### WORK INSTRUCTIONS
Substitute "image" for every "photo" in the data below and leave everything else unchanged. Don't include the pictures in your answer.
== == ==
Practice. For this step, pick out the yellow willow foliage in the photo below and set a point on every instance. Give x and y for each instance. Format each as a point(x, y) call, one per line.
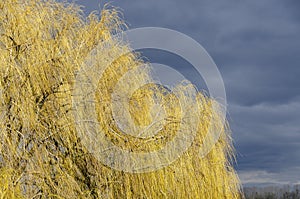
point(42, 47)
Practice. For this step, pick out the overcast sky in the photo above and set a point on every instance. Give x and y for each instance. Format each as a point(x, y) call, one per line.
point(256, 46)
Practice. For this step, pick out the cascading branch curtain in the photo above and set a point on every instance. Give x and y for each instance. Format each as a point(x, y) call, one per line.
point(42, 46)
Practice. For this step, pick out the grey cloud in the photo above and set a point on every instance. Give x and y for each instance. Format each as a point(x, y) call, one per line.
point(256, 45)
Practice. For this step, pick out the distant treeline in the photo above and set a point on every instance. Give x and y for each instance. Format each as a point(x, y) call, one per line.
point(273, 192)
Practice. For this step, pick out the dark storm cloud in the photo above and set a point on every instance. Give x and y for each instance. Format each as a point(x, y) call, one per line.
point(256, 45)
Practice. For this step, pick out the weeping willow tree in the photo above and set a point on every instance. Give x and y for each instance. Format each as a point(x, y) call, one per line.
point(42, 47)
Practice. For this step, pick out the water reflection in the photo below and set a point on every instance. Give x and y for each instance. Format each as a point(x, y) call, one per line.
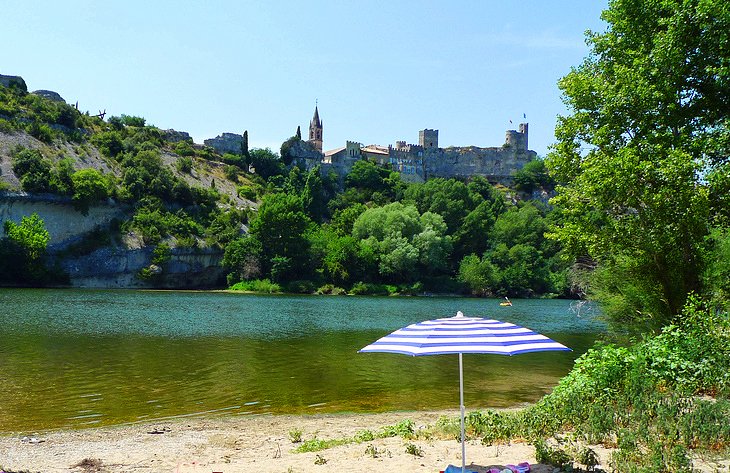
point(79, 358)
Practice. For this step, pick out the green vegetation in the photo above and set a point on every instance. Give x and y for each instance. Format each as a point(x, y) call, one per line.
point(642, 157)
point(22, 253)
point(403, 429)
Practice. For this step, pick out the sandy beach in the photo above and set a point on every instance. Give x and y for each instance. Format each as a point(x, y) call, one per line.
point(251, 444)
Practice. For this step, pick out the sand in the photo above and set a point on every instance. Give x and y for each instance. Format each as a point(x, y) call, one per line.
point(251, 444)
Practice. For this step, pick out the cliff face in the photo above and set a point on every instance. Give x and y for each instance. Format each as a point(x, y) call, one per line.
point(188, 268)
point(110, 267)
point(64, 223)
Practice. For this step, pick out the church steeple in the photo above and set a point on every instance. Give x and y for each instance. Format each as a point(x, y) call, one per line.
point(315, 131)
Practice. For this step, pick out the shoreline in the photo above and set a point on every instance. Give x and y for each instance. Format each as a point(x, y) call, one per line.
point(260, 443)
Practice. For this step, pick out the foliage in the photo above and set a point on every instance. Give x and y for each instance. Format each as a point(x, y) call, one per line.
point(154, 222)
point(184, 164)
point(403, 241)
point(648, 396)
point(243, 258)
point(533, 176)
point(280, 226)
point(266, 163)
point(647, 132)
point(89, 187)
point(263, 286)
point(22, 251)
point(295, 435)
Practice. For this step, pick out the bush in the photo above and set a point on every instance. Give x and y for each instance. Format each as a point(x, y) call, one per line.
point(183, 148)
point(300, 287)
point(231, 173)
point(184, 165)
point(646, 396)
point(247, 192)
point(258, 285)
point(372, 289)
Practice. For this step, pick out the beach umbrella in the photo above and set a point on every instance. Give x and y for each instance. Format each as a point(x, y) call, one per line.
point(459, 335)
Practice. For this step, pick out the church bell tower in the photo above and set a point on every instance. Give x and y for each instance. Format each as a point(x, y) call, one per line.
point(315, 131)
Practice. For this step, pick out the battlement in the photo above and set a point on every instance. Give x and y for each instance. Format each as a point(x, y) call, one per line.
point(405, 148)
point(517, 138)
point(428, 138)
point(352, 148)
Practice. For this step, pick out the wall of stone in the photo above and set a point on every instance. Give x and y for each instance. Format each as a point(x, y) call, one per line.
point(64, 223)
point(496, 164)
point(226, 143)
point(188, 268)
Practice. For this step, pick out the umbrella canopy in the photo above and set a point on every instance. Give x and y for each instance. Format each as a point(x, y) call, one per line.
point(459, 335)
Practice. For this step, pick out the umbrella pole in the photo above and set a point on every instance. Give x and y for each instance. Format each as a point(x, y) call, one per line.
point(461, 404)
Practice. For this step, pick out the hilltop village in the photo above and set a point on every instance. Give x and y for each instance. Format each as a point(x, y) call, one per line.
point(415, 162)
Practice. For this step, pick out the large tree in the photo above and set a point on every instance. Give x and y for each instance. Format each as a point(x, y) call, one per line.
point(643, 150)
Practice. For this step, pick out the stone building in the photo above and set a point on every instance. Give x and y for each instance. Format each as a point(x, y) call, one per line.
point(419, 162)
point(315, 131)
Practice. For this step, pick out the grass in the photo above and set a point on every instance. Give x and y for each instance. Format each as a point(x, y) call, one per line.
point(404, 429)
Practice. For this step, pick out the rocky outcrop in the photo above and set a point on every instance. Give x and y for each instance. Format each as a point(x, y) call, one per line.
point(188, 268)
point(226, 143)
point(175, 136)
point(13, 81)
point(49, 94)
point(302, 154)
point(64, 223)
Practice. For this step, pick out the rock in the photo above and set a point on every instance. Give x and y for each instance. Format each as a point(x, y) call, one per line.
point(49, 94)
point(175, 136)
point(226, 143)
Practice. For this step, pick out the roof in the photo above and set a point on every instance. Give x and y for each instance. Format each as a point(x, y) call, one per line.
point(334, 151)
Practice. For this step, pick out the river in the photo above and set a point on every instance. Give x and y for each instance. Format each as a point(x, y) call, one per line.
point(80, 358)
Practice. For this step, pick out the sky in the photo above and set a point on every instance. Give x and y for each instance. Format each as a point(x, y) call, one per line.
point(379, 71)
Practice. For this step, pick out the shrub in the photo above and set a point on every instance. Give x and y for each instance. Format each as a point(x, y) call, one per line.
point(247, 192)
point(183, 148)
point(231, 173)
point(184, 164)
point(295, 435)
point(257, 285)
point(89, 186)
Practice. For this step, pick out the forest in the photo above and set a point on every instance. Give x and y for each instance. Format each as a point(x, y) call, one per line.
point(294, 229)
point(638, 222)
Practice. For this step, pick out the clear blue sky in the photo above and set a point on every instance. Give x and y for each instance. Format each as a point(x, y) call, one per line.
point(380, 70)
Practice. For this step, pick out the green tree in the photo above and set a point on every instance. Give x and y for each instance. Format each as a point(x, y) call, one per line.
point(479, 274)
point(405, 243)
point(266, 163)
point(89, 187)
point(242, 257)
point(281, 226)
point(447, 197)
point(23, 249)
point(647, 125)
point(532, 176)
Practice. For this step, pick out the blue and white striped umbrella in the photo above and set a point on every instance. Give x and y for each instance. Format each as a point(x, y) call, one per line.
point(459, 335)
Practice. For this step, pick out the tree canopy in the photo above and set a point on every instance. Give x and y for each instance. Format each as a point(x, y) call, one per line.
point(643, 148)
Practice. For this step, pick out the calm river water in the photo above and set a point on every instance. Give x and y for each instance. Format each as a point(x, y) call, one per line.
point(80, 358)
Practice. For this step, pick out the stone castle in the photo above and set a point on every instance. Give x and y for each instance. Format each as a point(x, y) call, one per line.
point(418, 162)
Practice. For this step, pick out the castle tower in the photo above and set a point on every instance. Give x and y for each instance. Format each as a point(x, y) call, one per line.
point(315, 131)
point(428, 138)
point(517, 139)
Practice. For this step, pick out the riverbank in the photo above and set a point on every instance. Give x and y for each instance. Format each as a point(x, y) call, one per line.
point(252, 444)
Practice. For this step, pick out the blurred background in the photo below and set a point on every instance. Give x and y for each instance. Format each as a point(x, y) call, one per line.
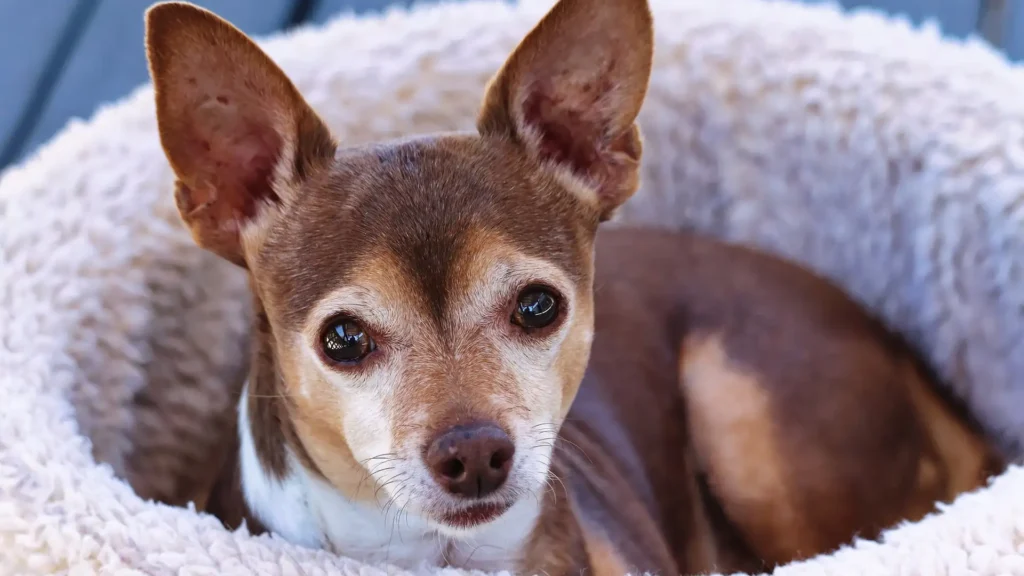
== == ==
### SOLUTION FOR THIS PROBLEM
Practice. For this step, pick out the yellow willow foliage in the image below and set a point on every instance. Give x and y for each instance. Format each as a point(x, y) call, one per line.
point(42, 47)
Practice. For this step, pick out the overcast sky in the image above and set a point on every instance. Give x and y for each instance. Format each as a point(x, y) call, one per line.
point(256, 46)
Practice. For this step, pick out the cascading branch curtain in the image above and set a point on every instance. Give x and y for each instance. Format each as a point(x, y) call, one per line.
point(42, 46)
Practice. For this step, pick out the grey cloud in the image above and set a point on every instance. Give x and y for each instance. Format each as a point(x, y) call, one per line.
point(256, 45)
Practice. For this step, pick out the distant treeline in the image above and set a point on every instance. Give x and y for each instance. Format each as a point(x, y) call, one per line.
point(273, 192)
Practice. For this step, pick out the dark storm cloud in the image above and set a point on every instance. Give x and y for each instance. Format each as a point(x, y) call, one per line.
point(256, 45)
Practice. For this step, pick out the weeping willow tree in the image above and set a point on every instance. Give x and y for each instance. Format each as a point(x, y) call, one per line.
point(42, 47)
Practice. For this step, pick out the water reflection in the image below and set a point on every instance. Give x and y for each instance. Format each as a point(x, y) call, one per line.
point(79, 358)
Practice. For this step, pick out the green vegetation in the image above and set a point on every instance. Give x and y for each instance. Format each as a point(x, y) call, one per line.
point(642, 157)
point(22, 253)
point(403, 429)
Practice. For this step, pick out the sandy beach in the image above and set a point on every instance. Give x and y for each instance. Format each as a point(x, y) call, one per line.
point(251, 444)
Practice. For this step, pick out the sand in the image above and set a point on every instance. Give x and y for each instance. Format each as a point(x, y) call, one per line.
point(251, 444)
Practice. For this step, pick out the cliff face in the image above and set a point on every instance. Give x and y for each instance. Format each as a point(x, y) call, one per line.
point(188, 268)
point(110, 267)
point(64, 223)
Practice. For this step, pick out the church steeple in the image above and set a point on every instance. Give x and y for each instance. Format each as a point(x, y) call, one per line.
point(315, 131)
Practice. For this step, pick out the shoreline in the image above and set a point on every instance. Give x and y for each instance. Format each as a point(x, y) call, one per line.
point(260, 443)
Practice. For this step, pick out the foliage in the image above and set a point on every instance. Give x and y for each instance. Format each as a point(x, y) call, one per line.
point(154, 222)
point(184, 164)
point(403, 241)
point(648, 396)
point(243, 258)
point(533, 176)
point(280, 226)
point(266, 163)
point(647, 132)
point(89, 187)
point(263, 286)
point(22, 251)
point(295, 435)
Practice. For this step, pick out the bush in the image above and set a point on every instance. Give x and y for each instance. Format each as a point(x, y) call, one per line.
point(183, 148)
point(300, 287)
point(231, 173)
point(184, 165)
point(646, 396)
point(247, 192)
point(258, 285)
point(372, 289)
Practice. For this step, pick out the beach umbrella in the image above and set a point on every instance. Give x and y for each instance. Format each as a point(x, y) call, one per line.
point(459, 335)
Practice. For this step, pick out the church bell tower in the image above and set a point on every instance. Give x and y for each instance. Format each as a point(x, y) call, one per line.
point(315, 131)
Practice. For this step, pick out the battlement in the image above and set a point on every instance. Give x and y for each instance. Format each as a point(x, y) call, one per line.
point(405, 148)
point(517, 138)
point(428, 138)
point(352, 148)
Practice. For this step, pick out the wall of stone in the image above and set a point on every instance. Give x and y for each instance. Format each as a point(x, y) call, one per line.
point(64, 223)
point(496, 164)
point(226, 143)
point(188, 268)
Practice. For this step, pick out the umbrella canopy in the image above and set a point on every instance. Give x and y for each instance. Format each as a point(x, y) call, one per line.
point(459, 335)
Practice. For this step, pick out the umbrella pole in the image above and set a point on every instance. Give x and y for each instance. Format each as a point(x, y) call, one per line.
point(461, 404)
Practice. For this step, pick out the hilltop village in the image above and set a point on every instance. Give x and y for each instance. Format each as a point(x, y) call, one per line.
point(415, 162)
Practice. For this step, pick out the large tree in the image above and set a point on every instance. Give x and y for each instance. Format each as a point(x, y) call, one per line.
point(643, 150)
Practice. For this step, pick out the stone building in the image above and set a point on every instance. Give x and y for each instance. Format each as a point(x, y) call, one per line.
point(419, 162)
point(315, 131)
Practice. For this step, pick out the grass in the image above and set a point on every instance. Give x and y for each instance. Format each as a point(x, y) call, one per line.
point(404, 429)
Practice. For this step, pick out the rocky outcrop in the image above and set a point on every instance. Give x and y for each instance. Format each as a point(x, y) call, one per line.
point(188, 268)
point(226, 143)
point(175, 136)
point(13, 81)
point(49, 94)
point(302, 154)
point(64, 223)
Practice. For this step, pick out the rock in the image above and set a point on every instance. Give x and y for each instance. Format each as a point(x, y) call, one per line.
point(49, 94)
point(175, 136)
point(226, 143)
Practice. For this step, pick out the roof in the image above and set a point on every instance. Give x and y for each instance. Format each as a point(x, y) call, one per line.
point(334, 151)
Practice. For this step, pick out the river in the image above and set a point on every instance. Give x and y for each instance. Format each as a point(x, y) call, one per line.
point(80, 358)
Practice. For this step, pick out the sky in the image above and set a point on every instance. Give x and y for each instance. Format each as a point(x, y) call, one per line.
point(379, 71)
Practice. For this step, pick out the shrub in the image above and set a point on every instance. Give x and y for each instance. Format each as a point(x, y) call, one per line.
point(247, 192)
point(183, 148)
point(231, 173)
point(184, 164)
point(295, 435)
point(257, 285)
point(89, 186)
Practice. For this step, pick out the forest in the image above and set a point on every instance. Give x and y for each instance. Format each as a point(x, y) call, one per line.
point(294, 229)
point(638, 222)
Practice. For this step, pick out the clear blue sky in the image above and set a point on every instance. Give x and y for each instance. Format each as a point(x, y) call, one per line.
point(380, 70)
Practice. For this step, pick out the green tree in the image above and set a point on every instance. Give x and y for each instance. Format each as a point(x, y) call, one per line.
point(479, 274)
point(405, 243)
point(266, 163)
point(89, 187)
point(242, 257)
point(281, 226)
point(447, 197)
point(23, 249)
point(647, 125)
point(532, 176)
Practice. For this step, pick out the blue and white striped umbrella in the image above and set a point on every instance. Give x and y for each instance. Format each as a point(x, y) call, one per line.
point(459, 335)
Practice. For this step, pick out the tree canopy in the image above and set a point on every instance. Give x and y for each instance. Format each as a point(x, y) call, one per line.
point(643, 148)
Practice. For this step, pick out the calm river water in the image above and set a point on every instance. Give x and y for each instance. Format each as a point(x, y) call, one per line.
point(80, 358)
Practice. For this step, pick out the stone castle in the image above and set a point on every instance. Give x and y for each instance. Format each as a point(x, y) call, one per line.
point(418, 162)
Practice. For this step, pick out the castle tower in the image above and set a point on every instance. Give x and y for each instance. Format each as a point(x, y) call, one per line.
point(315, 131)
point(428, 138)
point(517, 139)
Practice. For this step, pick out the riverbank in the image above and set a point on every instance. Give x and y for each instance. Format each as a point(x, y) call, one per line.
point(252, 444)
Practice. For this step, pick out the blurred background in the image below and set a point on every instance. Give x and y for each instance. Format each as a point(x, y) call, one per line.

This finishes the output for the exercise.